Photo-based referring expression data
________

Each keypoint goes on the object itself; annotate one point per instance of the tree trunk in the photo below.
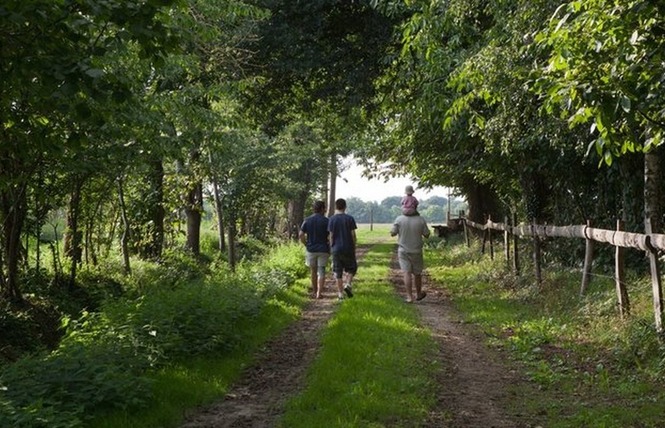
(124, 240)
(296, 214)
(332, 191)
(73, 236)
(157, 214)
(193, 211)
(219, 208)
(13, 210)
(232, 242)
(653, 193)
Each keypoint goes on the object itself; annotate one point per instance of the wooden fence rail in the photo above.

________

> PROBLEM TO WORK ON:
Set down every entry above exactly as written. Leave out all pictures.

> SOLUTION FOR THIS TASK:
Each keypoint goes on the object itself; annotate one point per instance of the tree trunk in the photo below.
(124, 240)
(296, 214)
(332, 191)
(73, 236)
(157, 214)
(193, 211)
(219, 208)
(13, 210)
(232, 242)
(653, 193)
Each keypoint goes on the object itself; annotate one point per instance of the wooden fence rail in the photo above.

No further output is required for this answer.